Data to use:
__________

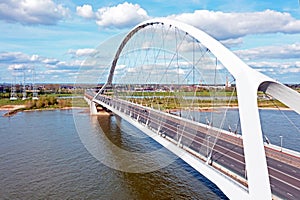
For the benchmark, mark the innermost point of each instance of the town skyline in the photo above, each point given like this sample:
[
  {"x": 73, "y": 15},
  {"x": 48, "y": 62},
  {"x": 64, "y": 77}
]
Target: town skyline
[{"x": 53, "y": 38}]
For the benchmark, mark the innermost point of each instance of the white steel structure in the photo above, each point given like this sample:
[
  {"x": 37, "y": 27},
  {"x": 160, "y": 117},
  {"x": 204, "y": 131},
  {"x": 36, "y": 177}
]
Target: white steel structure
[{"x": 248, "y": 83}]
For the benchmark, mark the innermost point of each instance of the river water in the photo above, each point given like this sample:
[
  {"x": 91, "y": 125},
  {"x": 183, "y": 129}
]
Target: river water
[{"x": 56, "y": 155}]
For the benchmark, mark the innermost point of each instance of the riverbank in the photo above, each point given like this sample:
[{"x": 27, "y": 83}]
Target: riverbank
[{"x": 14, "y": 109}]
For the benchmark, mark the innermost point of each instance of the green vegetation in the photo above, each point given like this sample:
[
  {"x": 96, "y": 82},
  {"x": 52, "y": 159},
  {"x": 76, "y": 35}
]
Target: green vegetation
[{"x": 47, "y": 102}]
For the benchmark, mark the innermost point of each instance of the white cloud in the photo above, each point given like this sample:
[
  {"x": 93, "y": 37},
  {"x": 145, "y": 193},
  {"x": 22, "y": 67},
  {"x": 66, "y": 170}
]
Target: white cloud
[
  {"x": 31, "y": 12},
  {"x": 232, "y": 42},
  {"x": 120, "y": 16},
  {"x": 82, "y": 52},
  {"x": 290, "y": 51},
  {"x": 85, "y": 11},
  {"x": 235, "y": 25}
]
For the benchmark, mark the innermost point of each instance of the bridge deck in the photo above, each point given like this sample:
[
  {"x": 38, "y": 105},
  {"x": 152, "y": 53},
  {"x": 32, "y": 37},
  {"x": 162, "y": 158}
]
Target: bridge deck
[{"x": 227, "y": 154}]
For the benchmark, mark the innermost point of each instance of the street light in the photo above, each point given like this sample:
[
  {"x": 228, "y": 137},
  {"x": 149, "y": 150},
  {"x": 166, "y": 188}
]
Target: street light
[
  {"x": 281, "y": 142},
  {"x": 207, "y": 145}
]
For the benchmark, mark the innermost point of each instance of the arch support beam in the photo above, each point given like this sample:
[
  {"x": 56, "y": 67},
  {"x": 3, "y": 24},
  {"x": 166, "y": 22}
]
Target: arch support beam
[{"x": 248, "y": 82}]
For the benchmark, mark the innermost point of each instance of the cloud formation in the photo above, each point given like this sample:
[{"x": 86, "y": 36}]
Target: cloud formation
[
  {"x": 82, "y": 52},
  {"x": 290, "y": 51},
  {"x": 224, "y": 26},
  {"x": 85, "y": 11},
  {"x": 32, "y": 12},
  {"x": 121, "y": 16}
]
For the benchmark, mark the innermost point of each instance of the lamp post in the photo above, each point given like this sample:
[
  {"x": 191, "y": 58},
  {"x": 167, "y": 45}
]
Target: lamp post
[
  {"x": 207, "y": 145},
  {"x": 281, "y": 142}
]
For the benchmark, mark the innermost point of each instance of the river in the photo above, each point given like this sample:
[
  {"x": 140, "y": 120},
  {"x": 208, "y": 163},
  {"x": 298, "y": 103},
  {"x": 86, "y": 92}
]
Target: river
[{"x": 52, "y": 155}]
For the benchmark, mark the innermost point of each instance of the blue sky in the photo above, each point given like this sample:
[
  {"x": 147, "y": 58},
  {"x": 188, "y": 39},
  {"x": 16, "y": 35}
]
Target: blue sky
[{"x": 55, "y": 36}]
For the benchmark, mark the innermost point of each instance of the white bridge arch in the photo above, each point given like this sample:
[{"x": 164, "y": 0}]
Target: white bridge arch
[{"x": 248, "y": 82}]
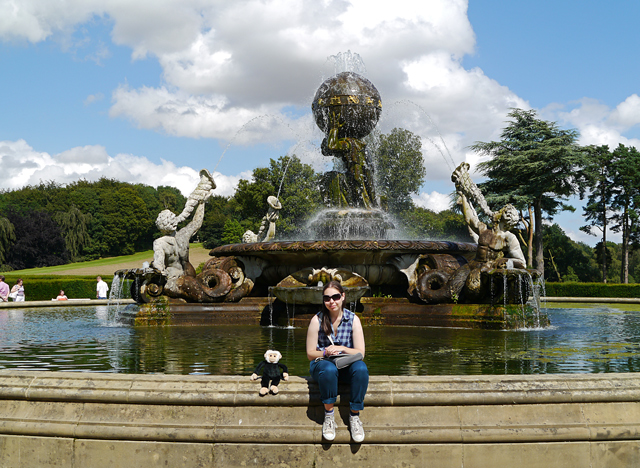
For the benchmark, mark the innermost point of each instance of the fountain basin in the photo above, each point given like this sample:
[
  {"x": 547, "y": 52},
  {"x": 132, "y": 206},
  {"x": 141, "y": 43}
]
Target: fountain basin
[{"x": 380, "y": 262}]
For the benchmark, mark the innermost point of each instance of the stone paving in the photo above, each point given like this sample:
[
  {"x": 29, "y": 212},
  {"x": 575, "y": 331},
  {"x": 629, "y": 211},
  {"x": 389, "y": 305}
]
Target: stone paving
[{"x": 87, "y": 419}]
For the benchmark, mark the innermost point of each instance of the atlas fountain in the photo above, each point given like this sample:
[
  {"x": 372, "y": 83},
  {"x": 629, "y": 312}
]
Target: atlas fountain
[{"x": 417, "y": 282}]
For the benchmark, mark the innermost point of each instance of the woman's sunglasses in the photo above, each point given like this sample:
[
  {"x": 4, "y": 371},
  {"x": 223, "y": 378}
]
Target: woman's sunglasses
[{"x": 335, "y": 297}]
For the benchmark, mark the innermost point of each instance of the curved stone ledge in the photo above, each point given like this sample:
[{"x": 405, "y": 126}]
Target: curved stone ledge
[
  {"x": 297, "y": 391},
  {"x": 556, "y": 420}
]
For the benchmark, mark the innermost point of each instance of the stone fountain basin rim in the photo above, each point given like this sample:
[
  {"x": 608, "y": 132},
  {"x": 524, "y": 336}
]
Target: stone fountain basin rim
[{"x": 387, "y": 246}]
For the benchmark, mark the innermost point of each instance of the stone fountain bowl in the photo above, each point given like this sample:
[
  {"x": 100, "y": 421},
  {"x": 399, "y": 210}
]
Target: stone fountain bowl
[
  {"x": 335, "y": 253},
  {"x": 305, "y": 286},
  {"x": 313, "y": 294},
  {"x": 378, "y": 261}
]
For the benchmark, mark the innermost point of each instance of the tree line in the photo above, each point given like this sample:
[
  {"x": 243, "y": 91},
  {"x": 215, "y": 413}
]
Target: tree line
[{"x": 536, "y": 166}]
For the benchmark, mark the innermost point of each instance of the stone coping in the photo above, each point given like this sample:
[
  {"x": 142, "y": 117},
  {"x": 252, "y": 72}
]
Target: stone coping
[
  {"x": 67, "y": 303},
  {"x": 94, "y": 302},
  {"x": 602, "y": 300},
  {"x": 237, "y": 391},
  {"x": 497, "y": 410}
]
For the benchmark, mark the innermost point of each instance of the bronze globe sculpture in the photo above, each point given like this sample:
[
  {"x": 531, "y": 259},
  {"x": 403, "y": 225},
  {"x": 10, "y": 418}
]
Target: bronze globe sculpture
[{"x": 346, "y": 108}]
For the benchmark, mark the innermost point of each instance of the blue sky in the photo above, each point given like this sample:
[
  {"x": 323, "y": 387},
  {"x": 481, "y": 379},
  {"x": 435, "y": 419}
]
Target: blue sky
[{"x": 152, "y": 92}]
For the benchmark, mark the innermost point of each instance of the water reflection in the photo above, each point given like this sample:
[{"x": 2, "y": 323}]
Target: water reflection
[{"x": 89, "y": 339}]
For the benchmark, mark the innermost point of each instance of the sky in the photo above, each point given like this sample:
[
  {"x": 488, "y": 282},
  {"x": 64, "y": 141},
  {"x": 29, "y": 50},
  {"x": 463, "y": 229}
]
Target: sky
[{"x": 152, "y": 91}]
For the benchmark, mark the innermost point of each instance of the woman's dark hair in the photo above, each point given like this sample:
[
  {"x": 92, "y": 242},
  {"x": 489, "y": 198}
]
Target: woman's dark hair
[{"x": 325, "y": 318}]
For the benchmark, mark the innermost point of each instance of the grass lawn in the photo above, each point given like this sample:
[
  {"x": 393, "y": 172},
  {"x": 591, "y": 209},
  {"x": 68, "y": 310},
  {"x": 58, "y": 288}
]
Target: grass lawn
[{"x": 107, "y": 266}]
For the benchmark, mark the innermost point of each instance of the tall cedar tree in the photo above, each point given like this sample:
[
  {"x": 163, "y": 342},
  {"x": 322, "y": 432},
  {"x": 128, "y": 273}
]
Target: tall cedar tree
[
  {"x": 534, "y": 164},
  {"x": 599, "y": 169},
  {"x": 626, "y": 201}
]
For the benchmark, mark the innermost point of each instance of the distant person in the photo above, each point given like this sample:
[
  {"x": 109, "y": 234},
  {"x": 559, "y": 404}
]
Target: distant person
[
  {"x": 18, "y": 291},
  {"x": 4, "y": 290},
  {"x": 102, "y": 289}
]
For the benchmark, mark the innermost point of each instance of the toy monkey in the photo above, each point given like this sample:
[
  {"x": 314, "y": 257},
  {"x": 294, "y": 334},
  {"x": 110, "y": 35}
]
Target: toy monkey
[{"x": 270, "y": 372}]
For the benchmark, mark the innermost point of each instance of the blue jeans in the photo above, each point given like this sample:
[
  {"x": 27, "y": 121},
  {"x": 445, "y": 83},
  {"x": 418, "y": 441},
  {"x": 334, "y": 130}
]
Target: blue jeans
[{"x": 327, "y": 375}]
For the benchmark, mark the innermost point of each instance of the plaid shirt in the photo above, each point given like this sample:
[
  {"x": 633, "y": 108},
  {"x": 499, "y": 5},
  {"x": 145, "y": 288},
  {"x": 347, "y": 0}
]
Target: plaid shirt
[{"x": 344, "y": 335}]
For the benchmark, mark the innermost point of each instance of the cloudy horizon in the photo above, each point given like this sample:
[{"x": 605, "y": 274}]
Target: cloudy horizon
[{"x": 151, "y": 92}]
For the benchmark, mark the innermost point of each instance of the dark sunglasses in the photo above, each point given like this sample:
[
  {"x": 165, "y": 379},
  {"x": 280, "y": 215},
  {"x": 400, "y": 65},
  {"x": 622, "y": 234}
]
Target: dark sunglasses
[{"x": 335, "y": 297}]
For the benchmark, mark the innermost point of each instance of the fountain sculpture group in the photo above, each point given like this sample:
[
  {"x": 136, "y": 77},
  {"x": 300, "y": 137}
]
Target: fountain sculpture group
[{"x": 485, "y": 282}]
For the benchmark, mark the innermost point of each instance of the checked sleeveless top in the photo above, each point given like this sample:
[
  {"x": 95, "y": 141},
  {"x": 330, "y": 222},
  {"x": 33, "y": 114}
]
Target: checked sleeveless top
[{"x": 344, "y": 335}]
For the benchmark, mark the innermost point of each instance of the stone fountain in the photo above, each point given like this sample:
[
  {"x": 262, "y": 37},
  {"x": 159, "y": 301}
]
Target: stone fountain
[{"x": 427, "y": 282}]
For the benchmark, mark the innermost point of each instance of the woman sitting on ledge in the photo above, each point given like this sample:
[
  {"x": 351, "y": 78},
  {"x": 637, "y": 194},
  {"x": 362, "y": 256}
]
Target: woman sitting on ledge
[{"x": 335, "y": 330}]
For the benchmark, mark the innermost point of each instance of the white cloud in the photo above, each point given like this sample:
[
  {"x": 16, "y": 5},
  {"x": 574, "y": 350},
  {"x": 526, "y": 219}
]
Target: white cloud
[
  {"x": 22, "y": 165},
  {"x": 596, "y": 122},
  {"x": 433, "y": 201},
  {"x": 627, "y": 113}
]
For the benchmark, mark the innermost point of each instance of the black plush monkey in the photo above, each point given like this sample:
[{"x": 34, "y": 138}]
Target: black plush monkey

__________

Goal: Everything from the line containing "stone fountain in" to the end of the data above should be quoted exactly, please, both ends included, and nothing outside that span.

Result for this exercise:
For the benchmark, mark the innermost point of each instance of the stone fountain in the photo above, each point given like this sample:
[
  {"x": 262, "y": 37},
  {"x": 159, "y": 301}
]
Target: stone fountain
[{"x": 427, "y": 282}]
For the benchmark, mark the innermost point of each instance of the woman sitting on ledge in the photo above, each point given like this sample:
[
  {"x": 351, "y": 78},
  {"x": 637, "y": 194},
  {"x": 362, "y": 256}
]
Target: woman sitting on ledge
[{"x": 335, "y": 330}]
For the benchmark, mark the innermost point of each instance of the white cloud in the photo above, each point given like this sample:
[
  {"x": 16, "y": 5},
  {"x": 574, "y": 350},
  {"x": 526, "y": 219}
]
Target: white cloud
[
  {"x": 22, "y": 165},
  {"x": 596, "y": 122},
  {"x": 433, "y": 201},
  {"x": 627, "y": 113}
]
For the benchmark, mark the innermost point of each instance of the black plush monkey in the photo above, each point given like this sample:
[{"x": 34, "y": 138}]
Target: black plush monkey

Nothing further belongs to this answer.